### [DATA FOR PROCESSING]
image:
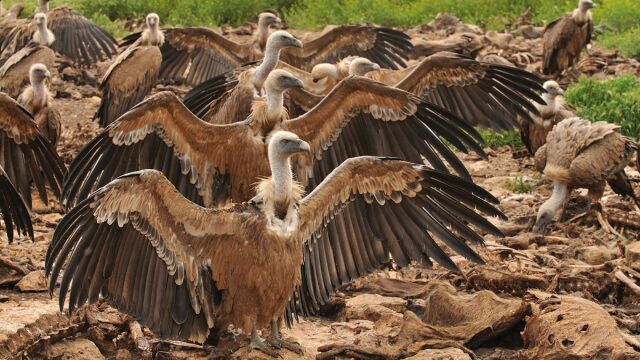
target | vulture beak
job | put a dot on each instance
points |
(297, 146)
...
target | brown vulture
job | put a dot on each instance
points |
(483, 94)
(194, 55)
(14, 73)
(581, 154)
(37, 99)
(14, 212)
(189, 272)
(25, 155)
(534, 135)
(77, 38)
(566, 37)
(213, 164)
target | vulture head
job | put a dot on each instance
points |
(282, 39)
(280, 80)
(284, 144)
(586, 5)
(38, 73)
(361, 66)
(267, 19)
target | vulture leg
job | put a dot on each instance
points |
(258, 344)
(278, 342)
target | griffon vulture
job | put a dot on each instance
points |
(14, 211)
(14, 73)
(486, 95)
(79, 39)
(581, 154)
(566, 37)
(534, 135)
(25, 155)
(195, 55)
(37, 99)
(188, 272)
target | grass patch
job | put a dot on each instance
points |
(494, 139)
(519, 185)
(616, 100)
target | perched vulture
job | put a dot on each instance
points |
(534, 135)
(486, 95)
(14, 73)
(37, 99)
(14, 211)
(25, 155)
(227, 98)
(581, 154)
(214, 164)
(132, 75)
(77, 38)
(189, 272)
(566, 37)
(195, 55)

### [WORK INSTRUCTIONS]
From the listing above, return every line that contains the word "vulture".

### [FINISHED EXERCISE]
target | vulture beak
target | brown vulture
target | vulture head
target | vulture leg
target | griffon vulture
target | perched vulture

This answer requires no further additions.